### Consegne richieste
a) Riassumi in due frasi la relazione sulla legge Bossi-Fini.
b) Prosegui la relazione sulla legge Bossi-Fini a partire dal punto in cui si interrompe.

***** Brano proposto *****

La
Legge Bossi Fini e i diritti dei migranti: un primo bilancio
Relazione
curata dall’avv. Marco Paggi nell’ambito del convegno promosso dal Comune di
Venezia sul diritto di voto amministrativo per i cittadini non comunitari
Venezia,
27
aprile 2004
Si
intende fare di seguito un sintetico rendiconto relativamente alla legge
Bossi-Fini (L. 30 luglio 2002, n. 189) e alle novità dalla stessa introdotte,
verosimilmente per rendere ancora più evidente come sia importante il
riconoscimento del diritto di voto agli extracomunitari, anche al fine di
garantire una effettiva integrazione degli stessi nel nostro paese.
Ricordo
che nel corso dei lavori preparatori della legge Turco-Napolitano, quando si
parlava del voto che avrebbe dovuto essere l’elemento qualificante della nuova
legge (successivamente stralciato) molti stranieri che erano in Italia da tempo,
commentavano la proposta con toni piuttosto tiepidi dicendo "Carina questa
cosa del diritto di voto, però preferirei che il governo italiano mi desse la
possibilità di avere una casa o altri diritti di quelli che si mangiano".
In effetti è difficile immaginare che uno straniero che, pur vivendo in Italia
da tanti anni ed essendo inserito dal punto di vista economico e sociale, possa
provare un reale senso di appartenenza a questa comunità se continua invece ad
avvertire un atteggiamento di rifiuto sistematico nei suoi confronti.
La
cittadinanza italiana
D’altra parte, la soluzione per realizzare il riconoscimento del diritto di
voto non può avere come misura adeguata quella di perseguire il conseguimento
della cittadinanza italiana; ciò perché sono statisticamente raddoppiati i
tempi di attesa per la concessione della stessa (circa tre anni), anche nei casi
in cui (come nel caso di matrimonio con cittadina o cittadino italiano), si
tratta di un vero e proprio diritto.

***** Materiale fornito *****

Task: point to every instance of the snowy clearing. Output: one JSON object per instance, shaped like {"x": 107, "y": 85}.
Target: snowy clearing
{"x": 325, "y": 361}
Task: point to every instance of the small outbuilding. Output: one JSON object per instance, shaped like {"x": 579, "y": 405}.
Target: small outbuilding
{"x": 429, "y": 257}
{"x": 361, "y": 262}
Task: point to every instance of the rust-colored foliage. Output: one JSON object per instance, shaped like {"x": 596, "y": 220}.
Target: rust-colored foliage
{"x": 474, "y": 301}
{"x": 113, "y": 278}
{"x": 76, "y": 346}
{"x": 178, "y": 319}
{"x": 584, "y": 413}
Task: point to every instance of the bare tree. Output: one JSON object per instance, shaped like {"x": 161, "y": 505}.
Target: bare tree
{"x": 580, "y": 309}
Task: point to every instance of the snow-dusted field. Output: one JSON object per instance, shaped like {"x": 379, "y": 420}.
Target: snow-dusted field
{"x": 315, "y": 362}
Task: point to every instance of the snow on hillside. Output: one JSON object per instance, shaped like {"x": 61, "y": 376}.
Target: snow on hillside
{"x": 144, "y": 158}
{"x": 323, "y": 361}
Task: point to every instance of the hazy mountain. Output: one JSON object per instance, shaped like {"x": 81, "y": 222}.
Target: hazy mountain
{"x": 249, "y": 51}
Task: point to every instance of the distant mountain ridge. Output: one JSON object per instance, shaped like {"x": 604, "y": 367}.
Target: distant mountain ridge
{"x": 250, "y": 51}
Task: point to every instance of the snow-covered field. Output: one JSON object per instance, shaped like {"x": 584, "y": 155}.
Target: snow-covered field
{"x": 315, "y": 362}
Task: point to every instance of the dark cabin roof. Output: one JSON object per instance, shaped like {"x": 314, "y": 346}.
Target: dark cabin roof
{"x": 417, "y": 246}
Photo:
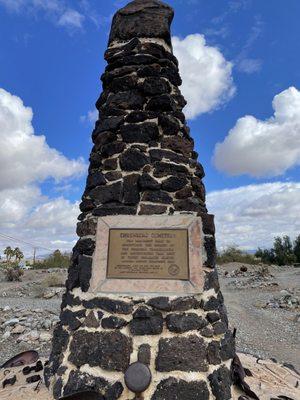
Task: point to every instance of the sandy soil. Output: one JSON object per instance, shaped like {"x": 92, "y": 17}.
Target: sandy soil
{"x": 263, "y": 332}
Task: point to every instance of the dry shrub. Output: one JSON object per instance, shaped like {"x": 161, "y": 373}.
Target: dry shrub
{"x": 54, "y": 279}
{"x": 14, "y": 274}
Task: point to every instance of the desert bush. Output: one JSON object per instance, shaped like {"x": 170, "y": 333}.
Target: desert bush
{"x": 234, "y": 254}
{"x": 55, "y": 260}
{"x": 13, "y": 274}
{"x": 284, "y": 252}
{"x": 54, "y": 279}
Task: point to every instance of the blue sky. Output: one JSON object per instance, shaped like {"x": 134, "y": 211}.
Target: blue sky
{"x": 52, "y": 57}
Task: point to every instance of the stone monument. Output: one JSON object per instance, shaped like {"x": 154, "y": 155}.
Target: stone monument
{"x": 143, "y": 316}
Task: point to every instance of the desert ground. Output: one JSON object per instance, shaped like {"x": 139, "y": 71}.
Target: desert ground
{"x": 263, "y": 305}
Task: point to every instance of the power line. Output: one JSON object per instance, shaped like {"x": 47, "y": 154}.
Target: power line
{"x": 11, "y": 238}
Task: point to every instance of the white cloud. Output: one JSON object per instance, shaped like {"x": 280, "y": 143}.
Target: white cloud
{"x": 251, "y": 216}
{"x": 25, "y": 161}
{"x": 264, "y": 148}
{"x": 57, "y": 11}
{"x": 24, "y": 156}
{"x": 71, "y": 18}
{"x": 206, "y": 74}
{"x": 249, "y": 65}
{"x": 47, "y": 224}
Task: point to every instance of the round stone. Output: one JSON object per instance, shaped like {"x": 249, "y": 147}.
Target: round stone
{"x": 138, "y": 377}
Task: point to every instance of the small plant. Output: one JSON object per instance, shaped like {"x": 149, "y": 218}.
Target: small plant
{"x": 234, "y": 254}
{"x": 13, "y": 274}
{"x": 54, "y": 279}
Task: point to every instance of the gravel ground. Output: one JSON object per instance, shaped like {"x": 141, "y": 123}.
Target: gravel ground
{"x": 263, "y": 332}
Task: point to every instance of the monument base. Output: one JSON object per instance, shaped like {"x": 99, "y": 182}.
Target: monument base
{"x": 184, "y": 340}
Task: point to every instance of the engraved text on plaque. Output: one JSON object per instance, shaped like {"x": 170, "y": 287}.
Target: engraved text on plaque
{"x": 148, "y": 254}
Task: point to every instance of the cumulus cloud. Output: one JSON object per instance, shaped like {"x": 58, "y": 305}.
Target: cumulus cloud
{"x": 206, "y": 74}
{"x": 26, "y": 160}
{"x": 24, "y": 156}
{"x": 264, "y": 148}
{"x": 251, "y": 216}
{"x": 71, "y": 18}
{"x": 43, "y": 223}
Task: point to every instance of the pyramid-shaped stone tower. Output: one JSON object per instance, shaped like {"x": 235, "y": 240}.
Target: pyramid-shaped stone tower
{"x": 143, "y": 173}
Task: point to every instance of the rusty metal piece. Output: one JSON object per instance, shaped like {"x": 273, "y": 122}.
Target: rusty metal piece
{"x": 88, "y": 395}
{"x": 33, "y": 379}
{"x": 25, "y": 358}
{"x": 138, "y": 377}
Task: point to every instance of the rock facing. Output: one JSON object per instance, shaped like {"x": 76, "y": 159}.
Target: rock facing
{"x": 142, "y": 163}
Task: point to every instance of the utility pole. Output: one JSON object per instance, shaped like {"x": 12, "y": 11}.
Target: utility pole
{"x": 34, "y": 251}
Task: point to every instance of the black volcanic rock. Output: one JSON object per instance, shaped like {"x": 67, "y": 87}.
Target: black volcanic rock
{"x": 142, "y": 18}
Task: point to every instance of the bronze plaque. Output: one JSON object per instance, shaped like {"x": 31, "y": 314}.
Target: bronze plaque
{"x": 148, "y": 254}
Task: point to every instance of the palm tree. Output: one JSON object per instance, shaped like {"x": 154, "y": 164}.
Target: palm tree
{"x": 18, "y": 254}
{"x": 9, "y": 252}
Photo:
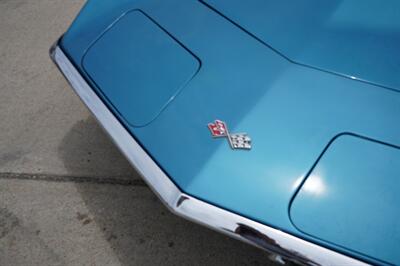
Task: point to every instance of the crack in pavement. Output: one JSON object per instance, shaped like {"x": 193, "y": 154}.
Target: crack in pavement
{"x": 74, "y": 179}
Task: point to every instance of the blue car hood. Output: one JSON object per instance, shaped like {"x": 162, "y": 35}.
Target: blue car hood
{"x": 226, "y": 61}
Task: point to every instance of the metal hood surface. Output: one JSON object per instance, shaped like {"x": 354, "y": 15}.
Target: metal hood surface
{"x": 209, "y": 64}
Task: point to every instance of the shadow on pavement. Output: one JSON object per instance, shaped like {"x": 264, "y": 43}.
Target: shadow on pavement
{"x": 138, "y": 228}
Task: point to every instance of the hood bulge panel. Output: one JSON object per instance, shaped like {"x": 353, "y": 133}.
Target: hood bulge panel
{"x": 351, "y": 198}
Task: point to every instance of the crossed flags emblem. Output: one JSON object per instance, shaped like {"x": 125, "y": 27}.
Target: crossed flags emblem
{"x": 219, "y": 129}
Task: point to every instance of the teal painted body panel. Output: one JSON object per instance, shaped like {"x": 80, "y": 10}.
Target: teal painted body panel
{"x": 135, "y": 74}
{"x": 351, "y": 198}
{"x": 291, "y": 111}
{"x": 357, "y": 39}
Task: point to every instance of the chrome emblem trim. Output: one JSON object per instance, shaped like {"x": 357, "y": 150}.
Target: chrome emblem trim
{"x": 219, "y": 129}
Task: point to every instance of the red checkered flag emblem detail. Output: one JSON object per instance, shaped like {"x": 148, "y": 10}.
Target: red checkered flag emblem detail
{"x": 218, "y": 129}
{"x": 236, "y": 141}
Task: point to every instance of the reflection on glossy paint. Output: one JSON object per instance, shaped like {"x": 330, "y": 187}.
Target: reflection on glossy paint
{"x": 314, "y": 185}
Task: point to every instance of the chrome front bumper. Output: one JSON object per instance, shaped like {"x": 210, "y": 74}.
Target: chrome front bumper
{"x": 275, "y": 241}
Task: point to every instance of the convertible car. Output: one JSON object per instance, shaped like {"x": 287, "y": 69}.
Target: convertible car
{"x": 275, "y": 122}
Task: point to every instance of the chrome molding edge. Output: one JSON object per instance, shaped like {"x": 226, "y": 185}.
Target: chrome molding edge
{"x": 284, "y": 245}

*****
***** Materiale fornito *****

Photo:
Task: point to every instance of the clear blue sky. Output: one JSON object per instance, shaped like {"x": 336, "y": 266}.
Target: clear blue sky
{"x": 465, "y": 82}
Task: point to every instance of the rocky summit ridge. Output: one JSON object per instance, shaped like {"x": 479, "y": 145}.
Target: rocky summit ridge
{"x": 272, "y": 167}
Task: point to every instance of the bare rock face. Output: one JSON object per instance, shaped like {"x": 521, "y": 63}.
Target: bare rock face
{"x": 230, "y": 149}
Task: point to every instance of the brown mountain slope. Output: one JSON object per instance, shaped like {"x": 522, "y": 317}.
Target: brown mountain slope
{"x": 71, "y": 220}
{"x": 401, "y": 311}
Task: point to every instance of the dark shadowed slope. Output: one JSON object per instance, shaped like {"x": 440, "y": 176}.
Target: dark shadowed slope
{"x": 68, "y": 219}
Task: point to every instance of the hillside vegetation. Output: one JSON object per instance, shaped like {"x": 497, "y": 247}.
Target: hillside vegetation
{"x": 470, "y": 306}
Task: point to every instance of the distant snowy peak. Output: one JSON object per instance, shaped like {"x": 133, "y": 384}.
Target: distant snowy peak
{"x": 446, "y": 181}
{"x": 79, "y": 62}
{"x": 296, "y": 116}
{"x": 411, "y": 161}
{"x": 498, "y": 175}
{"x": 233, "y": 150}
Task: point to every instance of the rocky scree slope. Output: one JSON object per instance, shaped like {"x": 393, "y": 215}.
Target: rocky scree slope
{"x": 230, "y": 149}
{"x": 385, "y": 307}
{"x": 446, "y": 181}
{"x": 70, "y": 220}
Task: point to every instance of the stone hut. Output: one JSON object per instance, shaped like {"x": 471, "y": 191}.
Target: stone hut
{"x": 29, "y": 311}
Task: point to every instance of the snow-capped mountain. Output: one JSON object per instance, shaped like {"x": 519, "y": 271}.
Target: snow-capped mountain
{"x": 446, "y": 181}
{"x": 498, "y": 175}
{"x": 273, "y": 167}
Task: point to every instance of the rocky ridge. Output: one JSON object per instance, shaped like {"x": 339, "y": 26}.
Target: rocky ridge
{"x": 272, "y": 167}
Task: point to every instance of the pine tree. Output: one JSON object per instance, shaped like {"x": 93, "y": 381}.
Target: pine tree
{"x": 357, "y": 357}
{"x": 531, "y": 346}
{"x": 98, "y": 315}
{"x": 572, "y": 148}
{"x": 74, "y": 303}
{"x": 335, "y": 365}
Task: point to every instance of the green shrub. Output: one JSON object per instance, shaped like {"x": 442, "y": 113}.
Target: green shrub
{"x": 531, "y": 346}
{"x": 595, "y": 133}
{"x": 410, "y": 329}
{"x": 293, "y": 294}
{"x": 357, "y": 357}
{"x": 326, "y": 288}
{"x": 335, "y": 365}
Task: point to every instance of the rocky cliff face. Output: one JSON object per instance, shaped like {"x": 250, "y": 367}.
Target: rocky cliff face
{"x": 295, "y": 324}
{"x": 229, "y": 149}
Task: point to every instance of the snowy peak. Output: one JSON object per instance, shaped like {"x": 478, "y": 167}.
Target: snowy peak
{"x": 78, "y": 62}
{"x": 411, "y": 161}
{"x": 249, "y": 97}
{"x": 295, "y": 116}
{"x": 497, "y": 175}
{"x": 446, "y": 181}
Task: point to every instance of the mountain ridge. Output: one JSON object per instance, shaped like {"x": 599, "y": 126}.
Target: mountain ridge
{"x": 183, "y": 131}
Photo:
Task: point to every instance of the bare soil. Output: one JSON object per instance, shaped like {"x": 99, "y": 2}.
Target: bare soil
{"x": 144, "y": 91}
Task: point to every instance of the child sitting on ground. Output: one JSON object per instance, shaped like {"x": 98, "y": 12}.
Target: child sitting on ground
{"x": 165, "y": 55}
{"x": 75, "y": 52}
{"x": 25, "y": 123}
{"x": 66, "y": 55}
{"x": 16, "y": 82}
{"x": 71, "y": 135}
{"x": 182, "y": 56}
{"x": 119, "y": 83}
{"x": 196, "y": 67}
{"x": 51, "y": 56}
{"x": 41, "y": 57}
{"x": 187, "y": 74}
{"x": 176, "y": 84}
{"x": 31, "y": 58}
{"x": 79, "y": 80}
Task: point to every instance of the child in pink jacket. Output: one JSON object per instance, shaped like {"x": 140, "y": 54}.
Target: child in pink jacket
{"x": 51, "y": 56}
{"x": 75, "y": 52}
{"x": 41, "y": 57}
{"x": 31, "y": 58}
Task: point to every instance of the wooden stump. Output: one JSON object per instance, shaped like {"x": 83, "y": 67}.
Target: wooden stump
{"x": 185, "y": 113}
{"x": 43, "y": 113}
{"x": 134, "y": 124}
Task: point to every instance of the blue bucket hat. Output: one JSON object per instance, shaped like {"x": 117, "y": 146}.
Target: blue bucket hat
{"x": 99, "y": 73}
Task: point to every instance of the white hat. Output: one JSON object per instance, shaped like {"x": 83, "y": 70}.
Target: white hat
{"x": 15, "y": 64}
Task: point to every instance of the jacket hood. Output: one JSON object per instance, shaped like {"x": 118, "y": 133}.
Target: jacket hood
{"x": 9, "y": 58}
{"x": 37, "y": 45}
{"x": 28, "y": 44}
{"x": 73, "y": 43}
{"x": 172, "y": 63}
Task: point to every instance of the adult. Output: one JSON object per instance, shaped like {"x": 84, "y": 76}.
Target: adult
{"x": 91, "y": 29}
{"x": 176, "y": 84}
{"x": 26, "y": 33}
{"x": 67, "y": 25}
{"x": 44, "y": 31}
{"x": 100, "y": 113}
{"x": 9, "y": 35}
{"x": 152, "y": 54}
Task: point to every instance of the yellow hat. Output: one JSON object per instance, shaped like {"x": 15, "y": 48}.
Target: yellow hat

*****

### Risposte all'esercizio
a) La relazione curata dall'avv. Marco Paggi per il convegno di Venezia del 27 aprile 2004 offre un sintetico bilancio della legge Bossi-Fini, per mostrare quanto sia importante riconoscere il diritto di voto agli extracomunitari anche ai fini della loro effettiva integrazione. Secondo il testo, uno straniero inserito da anni difficilmente può sentirsi parte della comunità se avverte un rifiuto sistematico, e la via della cittadinanza italiana non è una misura adeguata perché i tempi di attesa sono raddoppiati fino a circa tre anni, anche quando si tratta di un vero diritto.

b)
Un
altro aspetto da sottolineare è che il Ministero dell’Interno non pubblica i
dati completi sulla cittadinanza, dando conto solamente di quanti sono gli
stranieri che l’hanno ottenuta, ma non di quanti l’hanno domandata; in
termini scientifici sarebbe interessante scoprire qual è questo rapporto ed il
fatto che purtroppo si possano fare solo delle congetture al riguardo fa
probabilmente molto comodo. Il network di avvocati di cui faccio parte, l’Associazione
Studi Giuridici sull’Immigrazione (ASGI), rappresenta un osservatorio
piuttosto ampio di casistica e, pertanto - anche senza il conforto di dati
scientifici documentati - penso di poter dire che la stragrande maggioranza
delle domande di cittadinanza viene rifiutata, anche se viene fatta da parte di
gente normalissima, che si trova in Italia da tanto tempo, con provvedimenti
solitamente prestampati recanti la stessa motivazione di stile (che potrei
recitare a memoria) ormai da anni. Oltretutto sarebbe ancora più interessante
andare a vedere la composizione etnica o nazionale dei soggetti destinatari del
rifiuto e di quelli destinatari dell’accoglimento della domanda medesima,
perché anche qui, pure in mancanza di dati attendibili, ritengo che si possano
fare delle affermazioni su come, soprattutto negli ultimi anni, chi proviene dal
ceppo culturale e religioso arabo-musulmano ha una percentuale di accoglimento
di gran lunga inferiore alle altre comunità nazionali.
Appare
a questo punto opportuno proseguire l’analisi esaminando in particolare le
novità introdotte dalla legge Bossi – Fini.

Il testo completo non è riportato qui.